TAREFA CURTA>
Pode atualizar todas as linhas abaixo trocando "top-left corner" por "upper-left corner", sem alterar mais nada?

___ DADOS A PROCESSAR

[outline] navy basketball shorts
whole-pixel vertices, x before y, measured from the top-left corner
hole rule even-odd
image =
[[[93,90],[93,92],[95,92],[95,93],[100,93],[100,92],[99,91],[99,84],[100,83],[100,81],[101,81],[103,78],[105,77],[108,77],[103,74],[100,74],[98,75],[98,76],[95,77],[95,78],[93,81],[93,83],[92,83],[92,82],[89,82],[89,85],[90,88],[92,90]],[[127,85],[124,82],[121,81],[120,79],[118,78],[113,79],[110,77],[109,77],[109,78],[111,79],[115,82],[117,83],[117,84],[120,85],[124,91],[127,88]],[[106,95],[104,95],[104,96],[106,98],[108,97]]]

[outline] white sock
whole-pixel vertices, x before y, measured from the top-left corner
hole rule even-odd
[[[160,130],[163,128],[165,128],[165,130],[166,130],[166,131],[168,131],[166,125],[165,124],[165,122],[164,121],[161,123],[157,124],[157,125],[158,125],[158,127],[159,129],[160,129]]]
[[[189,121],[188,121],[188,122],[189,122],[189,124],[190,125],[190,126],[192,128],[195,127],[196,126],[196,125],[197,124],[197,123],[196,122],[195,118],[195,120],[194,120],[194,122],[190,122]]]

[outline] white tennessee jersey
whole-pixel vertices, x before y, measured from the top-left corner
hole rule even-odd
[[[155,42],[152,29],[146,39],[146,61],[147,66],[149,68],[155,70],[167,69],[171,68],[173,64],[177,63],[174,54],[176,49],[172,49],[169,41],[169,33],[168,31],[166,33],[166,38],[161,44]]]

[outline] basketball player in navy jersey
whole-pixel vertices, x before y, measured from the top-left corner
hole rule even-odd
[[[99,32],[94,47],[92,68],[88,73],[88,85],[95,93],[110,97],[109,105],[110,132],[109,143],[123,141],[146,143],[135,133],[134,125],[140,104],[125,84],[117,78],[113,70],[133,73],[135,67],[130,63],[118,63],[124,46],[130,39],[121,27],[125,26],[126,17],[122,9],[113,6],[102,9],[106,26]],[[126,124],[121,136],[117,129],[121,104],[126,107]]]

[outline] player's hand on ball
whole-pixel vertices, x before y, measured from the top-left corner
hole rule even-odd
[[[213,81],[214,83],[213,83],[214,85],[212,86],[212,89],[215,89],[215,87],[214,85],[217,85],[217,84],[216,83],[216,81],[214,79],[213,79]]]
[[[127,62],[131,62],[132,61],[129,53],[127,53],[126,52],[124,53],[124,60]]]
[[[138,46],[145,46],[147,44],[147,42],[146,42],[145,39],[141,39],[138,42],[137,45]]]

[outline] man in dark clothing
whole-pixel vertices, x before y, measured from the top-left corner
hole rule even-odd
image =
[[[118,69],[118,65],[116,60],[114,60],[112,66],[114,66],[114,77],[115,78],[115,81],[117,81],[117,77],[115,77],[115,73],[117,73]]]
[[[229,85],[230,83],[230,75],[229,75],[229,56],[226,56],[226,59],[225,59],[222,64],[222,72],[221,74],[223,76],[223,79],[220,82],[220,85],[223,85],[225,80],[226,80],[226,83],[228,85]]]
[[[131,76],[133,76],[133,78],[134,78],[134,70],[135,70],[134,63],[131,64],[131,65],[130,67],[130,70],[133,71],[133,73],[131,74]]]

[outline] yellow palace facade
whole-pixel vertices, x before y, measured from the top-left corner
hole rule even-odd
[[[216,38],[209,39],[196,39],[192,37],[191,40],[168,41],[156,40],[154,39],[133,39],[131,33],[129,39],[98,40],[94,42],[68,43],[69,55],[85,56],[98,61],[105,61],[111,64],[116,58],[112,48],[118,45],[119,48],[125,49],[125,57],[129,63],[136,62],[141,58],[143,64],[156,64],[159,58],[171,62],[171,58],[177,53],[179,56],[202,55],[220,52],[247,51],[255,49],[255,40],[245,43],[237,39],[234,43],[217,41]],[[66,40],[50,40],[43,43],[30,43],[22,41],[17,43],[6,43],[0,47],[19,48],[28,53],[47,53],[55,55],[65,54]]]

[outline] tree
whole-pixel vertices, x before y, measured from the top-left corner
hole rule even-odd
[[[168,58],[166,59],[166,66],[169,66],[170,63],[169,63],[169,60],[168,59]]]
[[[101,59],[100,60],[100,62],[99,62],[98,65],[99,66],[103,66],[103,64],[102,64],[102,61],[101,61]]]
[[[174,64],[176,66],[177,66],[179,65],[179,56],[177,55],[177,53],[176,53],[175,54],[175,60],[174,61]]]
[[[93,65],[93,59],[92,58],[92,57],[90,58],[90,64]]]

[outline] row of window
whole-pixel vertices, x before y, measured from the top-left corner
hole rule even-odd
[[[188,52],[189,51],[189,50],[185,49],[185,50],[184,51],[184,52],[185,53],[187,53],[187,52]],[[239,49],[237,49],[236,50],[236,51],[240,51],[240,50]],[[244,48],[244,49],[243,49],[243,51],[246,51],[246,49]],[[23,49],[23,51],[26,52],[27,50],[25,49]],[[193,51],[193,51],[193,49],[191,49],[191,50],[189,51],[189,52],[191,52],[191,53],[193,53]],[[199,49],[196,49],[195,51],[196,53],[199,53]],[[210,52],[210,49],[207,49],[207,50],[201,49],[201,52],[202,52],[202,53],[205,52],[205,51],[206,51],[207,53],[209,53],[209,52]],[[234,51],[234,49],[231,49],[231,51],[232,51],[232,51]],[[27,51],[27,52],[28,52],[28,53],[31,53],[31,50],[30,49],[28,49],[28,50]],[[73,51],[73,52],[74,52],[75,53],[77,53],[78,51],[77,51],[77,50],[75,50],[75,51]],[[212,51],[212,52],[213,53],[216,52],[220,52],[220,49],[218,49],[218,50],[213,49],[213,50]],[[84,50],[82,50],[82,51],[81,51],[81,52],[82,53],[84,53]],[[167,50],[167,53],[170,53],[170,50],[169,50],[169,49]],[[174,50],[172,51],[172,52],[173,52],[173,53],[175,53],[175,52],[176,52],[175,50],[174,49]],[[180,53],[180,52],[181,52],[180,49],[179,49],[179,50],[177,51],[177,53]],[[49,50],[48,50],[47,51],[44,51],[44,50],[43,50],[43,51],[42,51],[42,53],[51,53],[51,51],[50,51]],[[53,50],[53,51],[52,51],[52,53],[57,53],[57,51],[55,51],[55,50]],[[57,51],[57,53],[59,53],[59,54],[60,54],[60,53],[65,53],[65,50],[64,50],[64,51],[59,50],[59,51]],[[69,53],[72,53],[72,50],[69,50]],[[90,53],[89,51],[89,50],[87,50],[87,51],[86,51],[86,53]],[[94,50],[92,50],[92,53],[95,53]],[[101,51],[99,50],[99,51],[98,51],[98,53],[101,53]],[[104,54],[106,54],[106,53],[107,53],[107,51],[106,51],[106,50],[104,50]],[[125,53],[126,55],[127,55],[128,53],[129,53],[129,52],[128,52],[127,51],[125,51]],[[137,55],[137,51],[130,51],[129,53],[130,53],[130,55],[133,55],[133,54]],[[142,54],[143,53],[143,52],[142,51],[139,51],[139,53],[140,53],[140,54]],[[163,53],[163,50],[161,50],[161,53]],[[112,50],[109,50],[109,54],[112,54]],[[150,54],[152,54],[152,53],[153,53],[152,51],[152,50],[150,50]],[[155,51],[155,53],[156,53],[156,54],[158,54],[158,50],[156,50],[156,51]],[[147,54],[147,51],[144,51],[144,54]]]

______

RESULTADO DA TAREFA>
[outline] navy basketball shorts
whole-pixel vertices, x before y, measured from the upper-left corner
hole rule even-odd
image =
[[[93,90],[93,92],[95,92],[95,93],[100,93],[100,92],[99,91],[99,84],[100,83],[100,81],[101,81],[103,78],[105,77],[108,77],[103,74],[100,74],[98,75],[98,76],[95,77],[95,78],[93,81],[93,83],[92,83],[92,82],[89,82],[89,85],[90,88],[92,90]],[[127,85],[124,82],[121,81],[120,79],[118,78],[113,79],[110,77],[109,77],[109,78],[111,79],[115,82],[117,83],[117,84],[120,85],[124,91],[127,88]],[[106,95],[104,95],[104,96],[106,98],[108,97]]]

[outline] white sock
whole-pixel vertices, x before y, measured from the upper-left corner
hole rule even-odd
[[[160,130],[163,128],[165,128],[165,130],[166,130],[166,131],[168,131],[166,125],[165,124],[165,122],[164,121],[161,123],[157,124],[157,125],[158,125],[158,127],[159,129],[160,129]]]
[[[189,121],[188,121],[188,122],[189,122],[189,124],[190,125],[190,126],[192,128],[195,127],[196,126],[196,125],[197,124],[197,123],[196,122],[195,118],[195,120],[194,120],[194,122],[190,122]]]

[outline] white tennessee jersey
whole-pixel vertices, x before y, measured from the upper-left corner
hole rule even-odd
[[[155,42],[152,29],[146,39],[146,61],[147,66],[149,68],[155,70],[167,69],[171,68],[173,64],[177,63],[174,54],[176,49],[172,49],[169,41],[169,33],[168,31],[166,33],[166,38],[161,44]]]

[outline] basketball player in navy jersey
whole-pixel vertices, x before y, measured from the upper-left corner
hole rule even-odd
[[[99,32],[94,47],[92,68],[88,73],[88,85],[95,93],[110,97],[109,105],[110,132],[109,143],[123,141],[146,143],[135,133],[134,125],[140,104],[125,84],[117,78],[113,70],[133,73],[135,67],[130,63],[118,63],[124,46],[130,39],[121,27],[125,26],[126,17],[122,9],[113,6],[102,9],[106,26]],[[126,124],[121,136],[117,129],[121,104],[126,107]]]

[outline] player's hand on ball
whole-pixel vertices, x before y, measured from the upper-left corner
hole rule even-odd
[[[213,81],[214,83],[213,83],[214,85],[212,86],[212,89],[215,89],[215,87],[214,85],[217,85],[217,84],[216,83],[216,81],[214,79],[213,79]]]
[[[127,62],[131,62],[132,61],[129,53],[127,53],[126,52],[124,53],[124,60]]]
[[[138,46],[145,46],[147,44],[147,42],[146,42],[145,39],[141,39],[138,42],[137,45]]]

[outline] man in dark clothing
whole-pixel vertices, x before y, measured from the upper-left corner
hole rule even-odd
image =
[[[118,69],[118,65],[116,60],[114,60],[112,66],[114,66],[114,77],[115,78],[115,81],[117,81],[117,77],[115,77],[115,73],[117,73]]]
[[[229,85],[230,83],[230,75],[229,75],[229,56],[226,56],[226,59],[225,59],[222,64],[222,72],[221,74],[223,76],[223,79],[220,82],[220,85],[223,85],[225,80],[226,80],[226,83],[228,85]]]
[[[131,76],[133,76],[133,78],[134,78],[134,70],[135,70],[134,63],[131,64],[131,65],[130,67],[130,70],[133,71],[133,73],[131,74]]]

[outline] yellow palace facade
whole-pixel vertices, x before y, measured from the upper-left corner
hole rule even-odd
[[[216,38],[209,39],[196,39],[192,37],[191,40],[168,41],[156,40],[154,39],[133,39],[131,33],[129,39],[98,40],[94,42],[68,43],[69,55],[85,56],[98,61],[105,61],[111,64],[116,58],[112,48],[118,45],[119,48],[125,49],[125,57],[129,63],[136,62],[141,58],[143,64],[156,64],[159,58],[171,62],[171,58],[177,53],[179,56],[202,55],[220,52],[247,51],[255,49],[255,40],[245,43],[237,39],[234,43],[217,41]],[[66,40],[50,40],[43,43],[30,43],[22,41],[17,43],[6,43],[0,47],[19,48],[28,53],[47,53],[55,55],[65,54]]]

[outline] tree
whole-pixel vertices, x before y, measured from the upper-left corner
hole rule even-odd
[[[168,58],[166,59],[166,66],[169,66],[170,63],[169,63],[169,60],[168,59]]]
[[[101,59],[100,60],[100,62],[99,62],[98,65],[99,66],[103,66],[103,64],[102,64],[102,61],[101,61]]]
[[[174,64],[176,66],[177,66],[179,65],[179,56],[177,55],[177,53],[176,53],[175,54],[175,60],[174,61]]]
[[[93,65],[93,59],[92,58],[92,57],[90,58],[90,64]]]

[outline] row of window
whole-pixel vertices, x before y, measured from the upper-left corner
hole rule even-odd
[[[188,52],[189,51],[189,50],[185,49],[185,50],[184,51],[184,52],[185,53],[187,53],[187,52]],[[239,49],[237,49],[236,50],[236,51],[240,51],[240,50]],[[244,48],[244,49],[243,49],[243,51],[246,51],[246,49]],[[23,49],[23,51],[26,52],[27,50],[25,49]],[[193,51],[193,51],[193,49],[191,49],[191,50],[189,51],[189,52],[191,52],[191,53],[193,53]],[[199,49],[196,49],[195,51],[196,53],[199,53]],[[210,52],[210,49],[207,49],[207,50],[201,49],[201,52],[202,52],[202,53],[205,52],[205,51],[206,51],[207,53],[209,53],[209,52]],[[234,51],[234,49],[231,49],[231,51],[232,51],[232,51]],[[27,51],[27,52],[28,52],[28,53],[31,53],[31,50],[30,49],[28,49],[28,50]],[[73,51],[73,52],[74,52],[75,53],[77,53],[78,51],[77,51],[77,50],[75,50],[75,51]],[[212,51],[212,52],[213,53],[216,52],[220,52],[220,49],[218,49],[218,50],[213,49],[213,50]],[[84,50],[82,50],[82,51],[81,51],[81,52],[82,53],[84,53]],[[167,50],[167,53],[170,53],[170,50],[169,50],[169,49]],[[174,50],[172,51],[172,52],[173,52],[173,53],[175,53],[175,52],[176,52],[175,50],[174,49]],[[180,53],[180,52],[181,52],[180,49],[179,49],[179,50],[177,51],[177,53]],[[49,50],[48,50],[47,51],[44,51],[44,50],[43,50],[43,51],[42,51],[42,53],[51,53],[51,51],[50,51]],[[53,50],[53,51],[52,51],[52,53],[57,53],[57,51],[55,51],[55,50]],[[57,51],[57,53],[59,53],[59,54],[60,54],[60,53],[65,53],[65,50],[64,50],[64,51],[59,50],[59,51]],[[69,53],[72,53],[72,50],[69,50]],[[90,53],[89,51],[89,50],[87,50],[87,51],[86,51],[86,53]],[[94,50],[92,50],[92,53],[95,53]],[[101,51],[99,50],[99,51],[98,51],[98,53],[101,53]],[[104,54],[106,54],[106,53],[107,53],[107,51],[106,51],[106,50],[104,50]],[[125,53],[126,55],[127,55],[128,53],[129,53],[129,52],[128,52],[127,51],[125,51]],[[137,55],[137,51],[130,51],[129,53],[130,53],[130,55],[133,55],[133,54]],[[142,54],[143,53],[143,52],[142,51],[139,51],[139,53],[140,53],[140,54]],[[163,53],[163,50],[161,50],[161,53]],[[112,50],[109,50],[109,54],[112,54]],[[150,54],[152,54],[152,53],[153,53],[152,51],[152,50],[150,50]],[[155,51],[155,53],[156,53],[156,54],[158,54],[158,50],[156,50],[156,51]],[[147,54],[147,51],[144,51],[144,54]]]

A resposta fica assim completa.